# START OF The data

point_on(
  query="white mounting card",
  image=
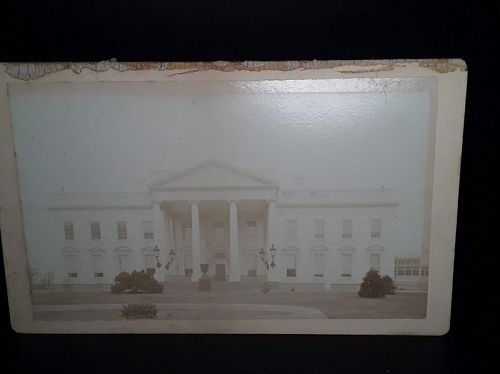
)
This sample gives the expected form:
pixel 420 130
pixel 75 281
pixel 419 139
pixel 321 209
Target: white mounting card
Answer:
pixel 299 197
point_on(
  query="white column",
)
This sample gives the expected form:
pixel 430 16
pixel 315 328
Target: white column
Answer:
pixel 234 267
pixel 159 224
pixel 273 273
pixel 195 240
pixel 174 266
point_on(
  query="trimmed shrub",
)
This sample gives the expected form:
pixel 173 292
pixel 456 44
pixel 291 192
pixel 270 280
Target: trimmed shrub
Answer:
pixel 136 282
pixel 372 285
pixel 389 285
pixel 139 311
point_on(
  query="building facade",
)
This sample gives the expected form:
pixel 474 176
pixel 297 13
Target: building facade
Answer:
pixel 229 219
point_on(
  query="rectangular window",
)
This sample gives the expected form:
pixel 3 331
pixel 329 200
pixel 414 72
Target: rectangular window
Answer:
pixel 407 267
pixel 319 228
pixel 148 228
pixel 252 265
pixel 95 230
pixel 376 228
pixel 188 265
pixel 220 231
pixel 319 264
pixel 346 228
pixel 123 261
pixel 187 232
pixel 291 265
pixel 346 265
pixel 291 229
pixel 251 229
pixel 69 232
pixel 121 229
pixel 150 263
pixel 98 265
pixel 375 262
pixel 71 267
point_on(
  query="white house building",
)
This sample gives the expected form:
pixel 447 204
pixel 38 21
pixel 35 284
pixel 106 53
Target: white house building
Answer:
pixel 223 216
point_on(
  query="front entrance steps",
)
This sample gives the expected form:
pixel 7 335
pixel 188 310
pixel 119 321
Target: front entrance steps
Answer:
pixel 249 283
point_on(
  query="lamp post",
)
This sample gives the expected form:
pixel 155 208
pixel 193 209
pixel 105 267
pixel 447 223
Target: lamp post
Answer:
pixel 157 254
pixel 171 258
pixel 265 261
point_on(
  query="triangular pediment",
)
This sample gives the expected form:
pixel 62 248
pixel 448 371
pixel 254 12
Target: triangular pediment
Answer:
pixel 213 174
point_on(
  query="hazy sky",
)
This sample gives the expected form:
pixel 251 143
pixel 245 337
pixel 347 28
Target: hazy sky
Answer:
pixel 108 137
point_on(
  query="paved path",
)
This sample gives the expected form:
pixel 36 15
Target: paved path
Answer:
pixel 179 311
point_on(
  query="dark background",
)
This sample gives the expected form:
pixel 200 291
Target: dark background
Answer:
pixel 154 30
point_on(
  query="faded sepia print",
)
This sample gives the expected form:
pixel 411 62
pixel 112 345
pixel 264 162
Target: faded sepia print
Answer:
pixel 226 200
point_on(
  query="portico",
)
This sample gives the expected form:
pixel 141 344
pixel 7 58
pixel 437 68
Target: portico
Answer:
pixel 214 214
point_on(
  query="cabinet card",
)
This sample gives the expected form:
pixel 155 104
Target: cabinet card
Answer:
pixel 303 197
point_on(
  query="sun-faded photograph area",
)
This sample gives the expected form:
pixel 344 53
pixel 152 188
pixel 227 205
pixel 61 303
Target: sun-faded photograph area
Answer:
pixel 225 200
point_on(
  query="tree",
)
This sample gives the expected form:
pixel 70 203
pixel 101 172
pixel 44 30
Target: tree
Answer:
pixel 372 285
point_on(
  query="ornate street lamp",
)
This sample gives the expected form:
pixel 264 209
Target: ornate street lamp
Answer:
pixel 266 262
pixel 171 258
pixel 157 254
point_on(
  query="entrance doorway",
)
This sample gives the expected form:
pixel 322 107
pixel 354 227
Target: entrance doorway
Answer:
pixel 220 272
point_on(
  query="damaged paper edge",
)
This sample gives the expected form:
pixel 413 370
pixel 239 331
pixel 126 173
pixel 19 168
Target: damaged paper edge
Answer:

# END OF The data

Return each line from the material above exactly, but not the pictures.

Task output>
point_on(
  query="white mounting card",
  image=
)
This sample gives the expected form:
pixel 420 130
pixel 75 281
pixel 419 139
pixel 321 209
Target: white mounting card
Answer:
pixel 299 197
point_on(
  query="white column",
)
This sample gives the expected form:
pixel 430 16
pixel 315 328
Target: white column
Answer:
pixel 234 267
pixel 159 224
pixel 273 273
pixel 195 240
pixel 174 266
point_on(
  query="trimmed shrub",
)
This sample gives the expected form:
pixel 173 292
pixel 456 44
pixel 291 192
pixel 270 280
Target: trimmed shrub
Answer:
pixel 136 282
pixel 372 285
pixel 389 285
pixel 139 311
point_on(
  query="building facade",
)
This sample gives the expected form:
pixel 474 176
pixel 297 13
Target: building facade
Answer:
pixel 229 219
point_on(
  query="rectangular window",
)
This sample gives the expected form:
pixel 3 331
pixel 329 200
pixel 414 72
Target: rectangular window
Answer:
pixel 407 267
pixel 319 228
pixel 148 228
pixel 252 265
pixel 95 230
pixel 376 228
pixel 188 265
pixel 220 231
pixel 319 264
pixel 346 228
pixel 123 261
pixel 187 232
pixel 291 265
pixel 346 265
pixel 291 229
pixel 251 229
pixel 69 232
pixel 121 229
pixel 150 263
pixel 98 265
pixel 375 262
pixel 71 267
point_on(
  query="white house building",
)
This sample gives the expected form:
pixel 447 204
pixel 38 21
pixel 35 284
pixel 106 53
Target: white house building
Answer:
pixel 223 216
point_on(
  query="front entrance steps",
)
This sample gives the expected form:
pixel 7 335
pixel 188 310
pixel 119 321
Target: front entrance steps
Answer:
pixel 249 283
point_on(
  query="lamp post",
)
This sample gives the expected form:
pixel 155 208
pixel 193 209
pixel 105 267
pixel 447 223
Target: lamp post
Answer:
pixel 157 254
pixel 171 258
pixel 265 261
point_on(
  query="triangular pediment",
)
This sample gives the expected form:
pixel 62 248
pixel 448 371
pixel 254 12
Target: triangular pediment
Answer:
pixel 213 174
point_on(
  query="hazy sky",
)
This sample gives the expected form:
pixel 251 143
pixel 245 337
pixel 347 28
Target: hazy sky
Answer:
pixel 108 137
point_on(
  query="paved path",
)
This sample gives the expected form:
pixel 36 15
Target: paved path
Answer:
pixel 179 311
point_on(
  query="dark background",
)
This sample gives the expected form:
pixel 200 291
Target: dark background
Answer:
pixel 154 30
point_on(
  query="faded sepia print",
)
This sample gives the expected form:
pixel 411 62
pixel 112 345
pixel 264 162
Target: faded sepia print
Answer:
pixel 226 200
point_on(
  query="portico",
)
This sample gives the expected form:
pixel 141 344
pixel 7 58
pixel 437 68
Target: portico
Answer:
pixel 214 214
point_on(
  query="cabinet card",
)
This sample gives the expected form:
pixel 155 104
Target: cabinet card
Answer:
pixel 303 197
point_on(
  query="sun-faded photograph area",
)
This sample gives the expected form:
pixel 344 53
pixel 152 188
pixel 227 205
pixel 61 303
Target: sun-faded photograph area
Answer:
pixel 225 200
point_on(
  query="tree",
)
This sample gives the expected form:
pixel 70 203
pixel 101 172
pixel 44 30
Target: tree
Answer:
pixel 372 285
point_on(
  query="ornate street lamp",
)
This sample gives the expected form:
pixel 264 209
Target: ornate street lamp
Answer:
pixel 266 262
pixel 171 258
pixel 157 254
point_on(
  query="entrance doorway",
)
This sample gives the expected form:
pixel 322 107
pixel 354 227
Target: entrance doorway
Answer:
pixel 220 272
point_on(
  query="damaged paper edge",
)
This sample gives the expected form:
pixel 413 370
pixel 239 331
pixel 126 173
pixel 19 168
Target: damaged paper edge
Answer:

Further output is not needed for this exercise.